## Exercise brief
Return the lines beginning at the one that contains "[locate] the white" and running to the end of the records, exactly and with nothing else. Omit pictures.

--- Exercise materials ---

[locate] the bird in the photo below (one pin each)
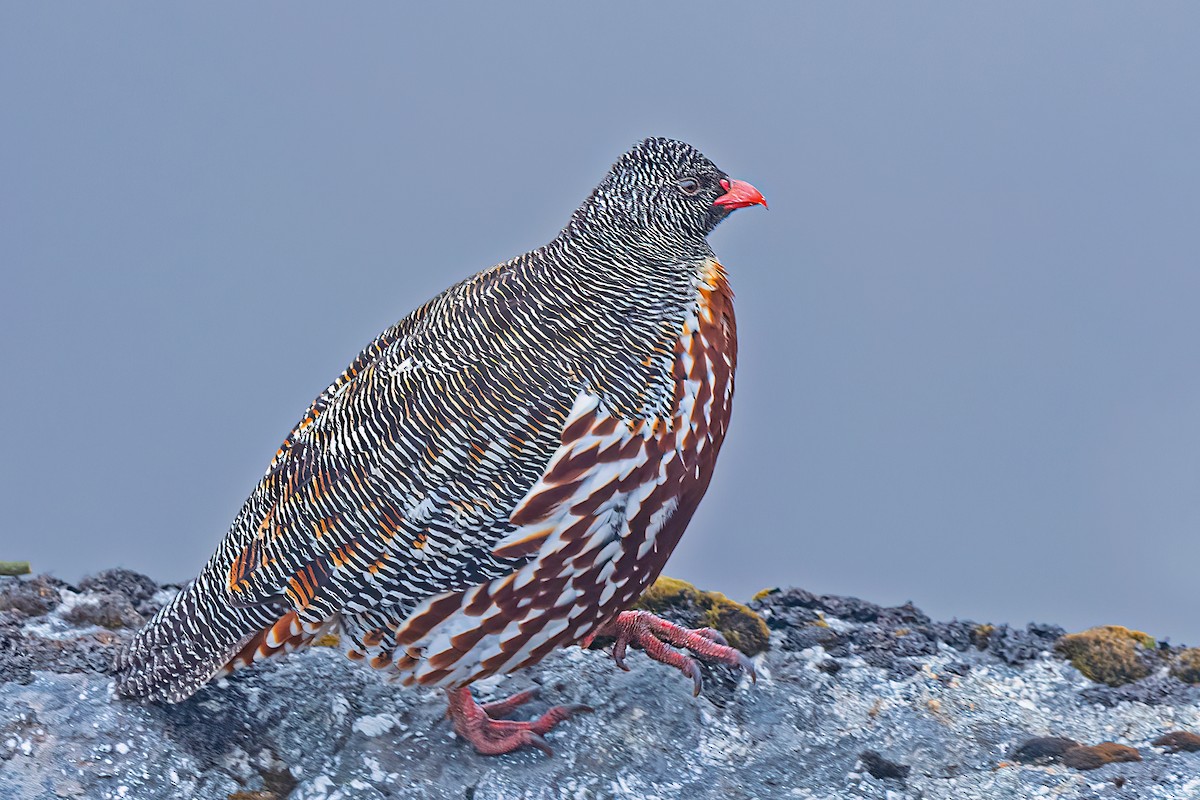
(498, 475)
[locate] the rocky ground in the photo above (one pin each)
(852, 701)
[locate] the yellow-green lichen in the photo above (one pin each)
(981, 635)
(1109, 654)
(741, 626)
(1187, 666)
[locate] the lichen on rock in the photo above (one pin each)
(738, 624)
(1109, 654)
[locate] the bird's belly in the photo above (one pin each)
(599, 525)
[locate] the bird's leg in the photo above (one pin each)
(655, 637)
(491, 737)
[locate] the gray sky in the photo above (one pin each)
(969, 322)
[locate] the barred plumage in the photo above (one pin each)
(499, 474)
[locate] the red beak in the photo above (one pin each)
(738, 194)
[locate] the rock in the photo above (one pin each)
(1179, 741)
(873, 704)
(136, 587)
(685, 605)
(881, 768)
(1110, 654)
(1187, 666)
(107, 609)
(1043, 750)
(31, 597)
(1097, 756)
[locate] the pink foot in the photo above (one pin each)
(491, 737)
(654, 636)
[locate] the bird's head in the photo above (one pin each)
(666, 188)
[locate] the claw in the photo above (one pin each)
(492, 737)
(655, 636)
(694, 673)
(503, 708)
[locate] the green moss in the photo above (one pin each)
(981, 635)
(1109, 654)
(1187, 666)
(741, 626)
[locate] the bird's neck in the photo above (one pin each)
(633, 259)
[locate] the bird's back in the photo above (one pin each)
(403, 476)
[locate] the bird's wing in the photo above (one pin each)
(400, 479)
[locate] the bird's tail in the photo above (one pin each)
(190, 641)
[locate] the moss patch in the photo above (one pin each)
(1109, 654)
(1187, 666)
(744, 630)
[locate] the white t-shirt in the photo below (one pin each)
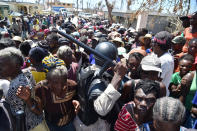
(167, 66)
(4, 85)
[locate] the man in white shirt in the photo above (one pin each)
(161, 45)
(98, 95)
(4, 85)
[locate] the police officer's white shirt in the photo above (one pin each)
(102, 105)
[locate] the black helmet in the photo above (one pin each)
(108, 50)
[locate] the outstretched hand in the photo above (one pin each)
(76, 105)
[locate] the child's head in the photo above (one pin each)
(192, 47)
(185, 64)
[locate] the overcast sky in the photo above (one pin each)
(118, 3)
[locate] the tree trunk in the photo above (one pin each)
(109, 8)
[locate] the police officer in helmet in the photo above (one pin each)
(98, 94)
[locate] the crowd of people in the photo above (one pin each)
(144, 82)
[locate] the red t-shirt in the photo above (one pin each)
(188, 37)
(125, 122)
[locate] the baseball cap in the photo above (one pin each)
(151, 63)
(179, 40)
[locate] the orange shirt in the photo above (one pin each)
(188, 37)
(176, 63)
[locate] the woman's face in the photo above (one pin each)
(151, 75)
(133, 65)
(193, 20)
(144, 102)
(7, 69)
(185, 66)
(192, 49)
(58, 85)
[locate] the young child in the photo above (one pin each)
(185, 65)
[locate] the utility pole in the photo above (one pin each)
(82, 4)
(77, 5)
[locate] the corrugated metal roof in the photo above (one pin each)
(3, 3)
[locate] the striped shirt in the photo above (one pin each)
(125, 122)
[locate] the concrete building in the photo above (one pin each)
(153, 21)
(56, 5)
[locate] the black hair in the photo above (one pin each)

---

## Answer area
[locate] the white t-shirt in the photo below (one pin each)
(167, 66)
(4, 85)
[locate] the man in white shirt in the photo above (one pin each)
(161, 45)
(98, 95)
(4, 85)
[locate] the police officer's white shirt in the photo above (one pin each)
(102, 105)
[locate] the black helmet in the photo above (one pin each)
(108, 50)
[locate] the outstretched hand in the photo above (one pin each)
(76, 105)
[locate] the child's head in the photo above (one pin each)
(192, 47)
(185, 64)
[locate] the overcast sky in the photo above (one pin each)
(118, 3)
[locate] the tree trunk in the photo above (one pin each)
(109, 8)
[locate] the police officer in helmet in the photo above (one pin each)
(98, 94)
[locate] the crowd of people in the photo above (one pin each)
(144, 82)
[locate] the red t-shirt in the photo above (one pin each)
(188, 37)
(125, 122)
[locate] the baseball cap in the photo above (one pin each)
(151, 63)
(179, 40)
[locate] the orange shirt in the photo above (one pin each)
(188, 37)
(176, 63)
[locate] the woman's face in the photo above (one pin each)
(151, 75)
(133, 65)
(193, 20)
(144, 102)
(7, 69)
(185, 66)
(192, 49)
(58, 85)
[locate] the young child in the photo above (one pin each)
(185, 65)
[locate] the utility pole in the photo above (one pin each)
(82, 4)
(77, 5)
[locate] the corrugated metal roof in the photo above (one pin each)
(3, 3)
[locate] the striped shirt in the photo above (one pin each)
(125, 122)
[locate] the concrete building in the photo above (one pin each)
(153, 21)
(56, 5)
[locate] the black hair in the photo above (one pin each)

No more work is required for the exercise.